# WHAT IS NEEDED
Provide an exact reproduction of every entry.
** Opening SUPPLIED DATA block **
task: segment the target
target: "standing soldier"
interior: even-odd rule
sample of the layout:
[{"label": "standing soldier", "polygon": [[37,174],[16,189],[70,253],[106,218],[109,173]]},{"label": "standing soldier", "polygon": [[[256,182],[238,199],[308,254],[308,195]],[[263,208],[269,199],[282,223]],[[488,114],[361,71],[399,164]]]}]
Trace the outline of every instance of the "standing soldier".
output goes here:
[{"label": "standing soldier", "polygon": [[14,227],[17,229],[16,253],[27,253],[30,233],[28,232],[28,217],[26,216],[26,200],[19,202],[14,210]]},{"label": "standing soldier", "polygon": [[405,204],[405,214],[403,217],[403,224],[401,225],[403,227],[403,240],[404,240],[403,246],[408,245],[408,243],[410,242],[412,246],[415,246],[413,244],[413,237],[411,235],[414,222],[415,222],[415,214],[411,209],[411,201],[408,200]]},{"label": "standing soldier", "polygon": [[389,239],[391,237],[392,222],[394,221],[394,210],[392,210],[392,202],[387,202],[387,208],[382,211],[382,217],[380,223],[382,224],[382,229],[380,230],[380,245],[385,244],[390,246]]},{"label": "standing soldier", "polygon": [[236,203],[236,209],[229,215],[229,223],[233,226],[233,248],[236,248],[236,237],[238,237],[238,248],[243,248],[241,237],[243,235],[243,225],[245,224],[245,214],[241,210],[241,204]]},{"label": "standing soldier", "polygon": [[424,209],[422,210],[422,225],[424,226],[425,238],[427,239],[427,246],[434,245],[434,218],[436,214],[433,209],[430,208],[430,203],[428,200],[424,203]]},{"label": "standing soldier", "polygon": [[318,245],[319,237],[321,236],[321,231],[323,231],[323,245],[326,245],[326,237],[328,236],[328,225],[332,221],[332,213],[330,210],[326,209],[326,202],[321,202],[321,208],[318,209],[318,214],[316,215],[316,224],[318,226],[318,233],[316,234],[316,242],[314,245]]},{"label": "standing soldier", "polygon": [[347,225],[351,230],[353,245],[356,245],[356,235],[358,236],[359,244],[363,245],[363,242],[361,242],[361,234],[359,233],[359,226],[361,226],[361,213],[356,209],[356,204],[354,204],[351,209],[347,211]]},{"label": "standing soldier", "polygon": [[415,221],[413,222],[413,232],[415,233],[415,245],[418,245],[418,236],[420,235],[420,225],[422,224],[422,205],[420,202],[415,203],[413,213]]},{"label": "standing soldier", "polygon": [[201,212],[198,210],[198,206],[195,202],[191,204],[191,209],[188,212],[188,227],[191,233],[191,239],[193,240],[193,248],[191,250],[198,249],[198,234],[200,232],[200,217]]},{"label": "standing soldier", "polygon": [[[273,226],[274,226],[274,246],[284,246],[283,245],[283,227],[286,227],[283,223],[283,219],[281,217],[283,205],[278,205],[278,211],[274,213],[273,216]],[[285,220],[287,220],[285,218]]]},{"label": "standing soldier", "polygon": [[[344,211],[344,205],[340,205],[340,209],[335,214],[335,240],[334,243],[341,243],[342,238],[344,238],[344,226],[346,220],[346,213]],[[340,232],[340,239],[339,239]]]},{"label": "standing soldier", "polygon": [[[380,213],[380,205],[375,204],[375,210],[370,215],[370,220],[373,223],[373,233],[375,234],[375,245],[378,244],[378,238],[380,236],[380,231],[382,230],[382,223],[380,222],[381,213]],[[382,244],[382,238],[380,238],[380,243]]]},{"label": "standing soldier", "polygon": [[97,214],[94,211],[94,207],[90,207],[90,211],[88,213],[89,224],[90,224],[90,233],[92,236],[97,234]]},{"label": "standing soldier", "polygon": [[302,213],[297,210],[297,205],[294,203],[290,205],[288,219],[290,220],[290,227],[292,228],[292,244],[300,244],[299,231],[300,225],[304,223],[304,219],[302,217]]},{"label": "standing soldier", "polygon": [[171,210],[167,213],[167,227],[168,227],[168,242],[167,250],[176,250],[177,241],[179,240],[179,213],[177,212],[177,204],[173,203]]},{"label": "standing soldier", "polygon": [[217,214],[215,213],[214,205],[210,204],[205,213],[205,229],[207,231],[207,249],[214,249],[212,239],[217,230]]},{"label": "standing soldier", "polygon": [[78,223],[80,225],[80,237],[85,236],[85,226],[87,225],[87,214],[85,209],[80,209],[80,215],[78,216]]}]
** Closing SUPPLIED DATA block **
# TASK SOLUTION
task: segment the target
target: "standing soldier"
interior: even-odd rule
sample of the layout:
[{"label": "standing soldier", "polygon": [[37,174],[16,189],[70,253],[106,218],[109,173]]},{"label": "standing soldier", "polygon": [[[256,182],[238,199],[308,254],[308,195]],[[263,208],[269,199],[282,223]],[[488,114],[361,71],[399,164]]]}]
Trace the outline of every instance of the "standing soldier".
output goes here:
[{"label": "standing soldier", "polygon": [[14,227],[17,229],[16,253],[27,253],[30,233],[28,232],[28,217],[26,216],[26,200],[19,202],[14,210]]},{"label": "standing soldier", "polygon": [[405,204],[405,214],[403,217],[403,224],[401,225],[403,227],[403,240],[404,240],[403,246],[408,245],[408,243],[410,242],[412,246],[415,246],[413,244],[413,237],[411,235],[414,222],[415,222],[415,214],[411,209],[411,201],[408,200]]},{"label": "standing soldier", "polygon": [[389,239],[391,237],[392,222],[394,221],[394,210],[392,210],[392,202],[387,202],[387,208],[382,211],[382,217],[380,223],[382,224],[382,229],[380,230],[380,245],[385,244],[390,246]]},{"label": "standing soldier", "polygon": [[236,203],[236,209],[229,215],[229,223],[233,226],[233,248],[236,248],[236,237],[238,237],[238,248],[243,248],[241,237],[243,235],[243,225],[245,224],[245,214],[241,210],[241,204]]},{"label": "standing soldier", "polygon": [[424,209],[422,210],[422,225],[424,226],[425,238],[427,239],[427,246],[434,245],[434,218],[436,214],[433,209],[430,208],[430,203],[428,200],[424,203]]},{"label": "standing soldier", "polygon": [[318,245],[319,237],[321,236],[321,231],[323,231],[323,245],[326,245],[326,237],[328,236],[328,225],[332,221],[332,213],[330,210],[326,209],[326,202],[321,202],[321,208],[318,209],[318,214],[316,215],[316,224],[318,226],[318,233],[316,234],[316,242],[314,245]]},{"label": "standing soldier", "polygon": [[347,225],[351,230],[353,245],[356,245],[356,235],[358,236],[359,244],[363,245],[363,242],[361,242],[361,234],[359,233],[359,226],[361,226],[361,213],[356,209],[356,204],[354,204],[351,209],[347,211]]},{"label": "standing soldier", "polygon": [[415,221],[413,222],[413,232],[415,233],[415,245],[418,245],[418,236],[420,235],[420,225],[422,224],[422,205],[420,202],[415,203],[413,213]]},{"label": "standing soldier", "polygon": [[201,212],[198,210],[198,206],[195,202],[191,204],[191,209],[188,212],[188,227],[191,233],[191,239],[193,240],[193,248],[191,250],[198,249],[198,234],[200,232],[200,217]]},{"label": "standing soldier", "polygon": [[[273,226],[274,226],[274,246],[284,246],[283,245],[283,227],[286,227],[283,223],[283,219],[281,217],[283,205],[278,205],[278,211],[274,213],[273,216]],[[285,220],[287,220],[285,218]]]},{"label": "standing soldier", "polygon": [[[344,211],[344,205],[340,205],[340,209],[335,214],[335,240],[334,243],[341,243],[342,238],[344,238],[344,226],[346,220],[346,213]],[[340,232],[340,239],[339,239]]]},{"label": "standing soldier", "polygon": [[[380,213],[380,205],[375,204],[375,210],[370,215],[370,220],[373,223],[373,233],[375,234],[375,245],[378,244],[378,238],[380,236],[380,231],[382,230],[382,223],[380,222],[381,213]],[[382,244],[382,238],[380,238],[380,243]]]},{"label": "standing soldier", "polygon": [[97,214],[94,211],[94,207],[90,207],[90,211],[88,213],[89,224],[90,224],[90,233],[92,236],[97,234]]},{"label": "standing soldier", "polygon": [[302,213],[297,210],[297,205],[294,203],[290,205],[288,219],[290,220],[290,227],[292,228],[292,244],[300,244],[299,231],[300,225],[304,223],[304,219],[302,217]]},{"label": "standing soldier", "polygon": [[171,210],[167,213],[167,227],[168,227],[168,242],[167,250],[176,250],[177,241],[179,240],[179,213],[177,212],[177,204],[173,203]]},{"label": "standing soldier", "polygon": [[217,214],[215,213],[214,205],[210,204],[205,213],[205,229],[207,231],[207,249],[214,249],[212,239],[217,230]]},{"label": "standing soldier", "polygon": [[78,223],[80,225],[80,237],[85,236],[85,226],[87,225],[87,214],[85,209],[80,209],[80,215],[78,216]]}]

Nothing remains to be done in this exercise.